■ **Task statement**
Within the entries below, the lines from the one with "Label: group of teenagers" through the one with "Label: blonde hair" are to be set down exactly, both ends kept.

■ **Provided entries**
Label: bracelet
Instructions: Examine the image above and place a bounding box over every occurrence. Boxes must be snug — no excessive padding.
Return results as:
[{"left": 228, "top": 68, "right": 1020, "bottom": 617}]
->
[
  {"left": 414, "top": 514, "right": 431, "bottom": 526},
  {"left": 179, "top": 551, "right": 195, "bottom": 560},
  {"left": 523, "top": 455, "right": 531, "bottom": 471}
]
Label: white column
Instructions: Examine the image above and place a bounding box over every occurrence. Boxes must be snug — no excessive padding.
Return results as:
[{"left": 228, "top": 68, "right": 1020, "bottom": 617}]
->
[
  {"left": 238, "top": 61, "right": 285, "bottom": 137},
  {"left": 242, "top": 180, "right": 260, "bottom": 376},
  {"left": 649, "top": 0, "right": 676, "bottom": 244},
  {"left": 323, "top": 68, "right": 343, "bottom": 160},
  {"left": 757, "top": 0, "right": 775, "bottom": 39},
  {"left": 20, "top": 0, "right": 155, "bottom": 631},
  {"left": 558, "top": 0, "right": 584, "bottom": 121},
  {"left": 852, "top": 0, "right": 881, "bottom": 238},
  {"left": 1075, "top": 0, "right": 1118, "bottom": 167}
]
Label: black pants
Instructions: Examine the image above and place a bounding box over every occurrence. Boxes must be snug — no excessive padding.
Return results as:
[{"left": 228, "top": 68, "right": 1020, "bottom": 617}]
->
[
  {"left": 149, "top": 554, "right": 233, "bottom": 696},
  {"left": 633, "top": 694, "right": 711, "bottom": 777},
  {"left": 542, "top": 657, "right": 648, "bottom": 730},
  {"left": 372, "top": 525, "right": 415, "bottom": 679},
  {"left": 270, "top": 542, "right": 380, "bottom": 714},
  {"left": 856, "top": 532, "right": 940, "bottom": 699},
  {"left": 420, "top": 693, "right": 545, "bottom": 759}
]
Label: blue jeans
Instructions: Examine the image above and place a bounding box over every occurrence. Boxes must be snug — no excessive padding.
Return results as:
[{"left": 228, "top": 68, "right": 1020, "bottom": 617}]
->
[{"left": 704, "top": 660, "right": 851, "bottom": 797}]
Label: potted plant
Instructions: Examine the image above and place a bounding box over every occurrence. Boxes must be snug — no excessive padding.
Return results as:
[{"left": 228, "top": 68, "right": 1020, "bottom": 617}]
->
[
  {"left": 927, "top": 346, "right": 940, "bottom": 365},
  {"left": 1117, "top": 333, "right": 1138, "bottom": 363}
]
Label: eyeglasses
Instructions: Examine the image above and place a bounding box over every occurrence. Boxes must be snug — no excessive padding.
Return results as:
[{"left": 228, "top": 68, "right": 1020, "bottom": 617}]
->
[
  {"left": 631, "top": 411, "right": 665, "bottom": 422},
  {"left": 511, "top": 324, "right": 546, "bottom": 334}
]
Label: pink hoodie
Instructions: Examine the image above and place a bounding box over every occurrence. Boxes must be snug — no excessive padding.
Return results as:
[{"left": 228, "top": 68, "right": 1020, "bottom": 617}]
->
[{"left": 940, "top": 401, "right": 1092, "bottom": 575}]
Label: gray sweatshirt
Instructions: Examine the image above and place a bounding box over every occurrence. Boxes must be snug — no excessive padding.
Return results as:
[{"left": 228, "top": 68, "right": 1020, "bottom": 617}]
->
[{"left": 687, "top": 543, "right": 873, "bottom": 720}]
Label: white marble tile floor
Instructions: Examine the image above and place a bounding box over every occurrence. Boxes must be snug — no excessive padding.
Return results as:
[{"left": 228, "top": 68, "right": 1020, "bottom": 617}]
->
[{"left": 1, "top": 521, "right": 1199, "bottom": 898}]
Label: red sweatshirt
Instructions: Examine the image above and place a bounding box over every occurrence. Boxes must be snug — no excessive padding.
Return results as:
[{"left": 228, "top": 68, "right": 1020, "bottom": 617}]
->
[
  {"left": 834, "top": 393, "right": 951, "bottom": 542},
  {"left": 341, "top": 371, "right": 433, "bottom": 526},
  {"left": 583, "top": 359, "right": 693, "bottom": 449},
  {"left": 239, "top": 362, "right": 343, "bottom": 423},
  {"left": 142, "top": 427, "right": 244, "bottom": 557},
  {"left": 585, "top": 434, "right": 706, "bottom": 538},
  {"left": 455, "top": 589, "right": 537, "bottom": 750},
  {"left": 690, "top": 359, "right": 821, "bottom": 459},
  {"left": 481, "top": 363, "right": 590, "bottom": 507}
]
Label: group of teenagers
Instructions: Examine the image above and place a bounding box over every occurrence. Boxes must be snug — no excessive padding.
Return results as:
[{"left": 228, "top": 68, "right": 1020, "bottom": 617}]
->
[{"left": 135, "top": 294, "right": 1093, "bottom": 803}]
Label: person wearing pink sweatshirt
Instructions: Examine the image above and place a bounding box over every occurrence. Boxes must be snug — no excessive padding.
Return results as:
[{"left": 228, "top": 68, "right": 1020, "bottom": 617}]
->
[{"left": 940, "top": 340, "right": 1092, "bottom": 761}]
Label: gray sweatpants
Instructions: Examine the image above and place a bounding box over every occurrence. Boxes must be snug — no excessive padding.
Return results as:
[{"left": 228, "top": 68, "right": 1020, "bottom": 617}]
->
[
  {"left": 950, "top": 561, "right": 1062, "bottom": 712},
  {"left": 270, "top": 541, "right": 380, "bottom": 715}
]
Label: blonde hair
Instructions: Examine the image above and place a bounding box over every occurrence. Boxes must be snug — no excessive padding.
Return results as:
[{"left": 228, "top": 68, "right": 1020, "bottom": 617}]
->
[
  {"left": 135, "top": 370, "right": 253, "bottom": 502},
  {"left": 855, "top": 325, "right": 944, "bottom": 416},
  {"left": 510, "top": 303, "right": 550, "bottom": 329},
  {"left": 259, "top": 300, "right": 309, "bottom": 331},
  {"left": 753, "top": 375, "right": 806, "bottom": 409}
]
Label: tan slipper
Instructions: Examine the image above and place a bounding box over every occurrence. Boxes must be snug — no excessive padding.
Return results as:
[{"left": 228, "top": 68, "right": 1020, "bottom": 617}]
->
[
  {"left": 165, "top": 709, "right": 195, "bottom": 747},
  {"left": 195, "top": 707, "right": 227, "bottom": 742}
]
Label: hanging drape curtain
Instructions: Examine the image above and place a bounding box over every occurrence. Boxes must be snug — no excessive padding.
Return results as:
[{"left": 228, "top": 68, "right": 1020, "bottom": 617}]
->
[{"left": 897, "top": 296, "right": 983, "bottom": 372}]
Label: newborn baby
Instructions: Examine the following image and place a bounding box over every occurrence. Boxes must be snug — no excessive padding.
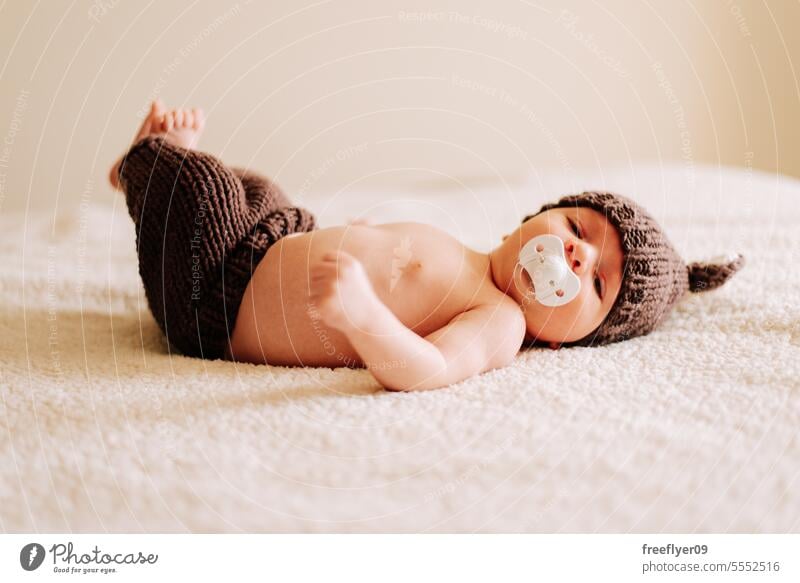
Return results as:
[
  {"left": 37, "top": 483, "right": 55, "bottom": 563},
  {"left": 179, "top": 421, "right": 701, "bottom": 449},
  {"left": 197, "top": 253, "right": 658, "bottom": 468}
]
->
[{"left": 111, "top": 101, "right": 745, "bottom": 391}]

■ **Task answer**
Label: group of teenagers
Instructions: Examine the image above and place a bounding box over every occurrence. Boxes must be snug — no excessive padding.
Return results as:
[{"left": 228, "top": 68, "right": 1020, "bottom": 617}]
->
[{"left": 135, "top": 294, "right": 1093, "bottom": 803}]
Label: person wearing pink sweatshirt
Instructions: Examine the image above and place a bounding box over every occurrence. Boxes must be snug — no excessive padding.
Return results as:
[{"left": 228, "top": 68, "right": 1020, "bottom": 617}]
->
[{"left": 940, "top": 340, "right": 1092, "bottom": 761}]
Label: gray sweatpants
Instructions: Examine the image above and place a bounding box over every occurrence. Boxes must be snug — no excessive padding.
Return results as:
[{"left": 228, "top": 68, "right": 1020, "bottom": 617}]
->
[
  {"left": 950, "top": 561, "right": 1062, "bottom": 712},
  {"left": 270, "top": 541, "right": 380, "bottom": 715}
]
Label: blonde hair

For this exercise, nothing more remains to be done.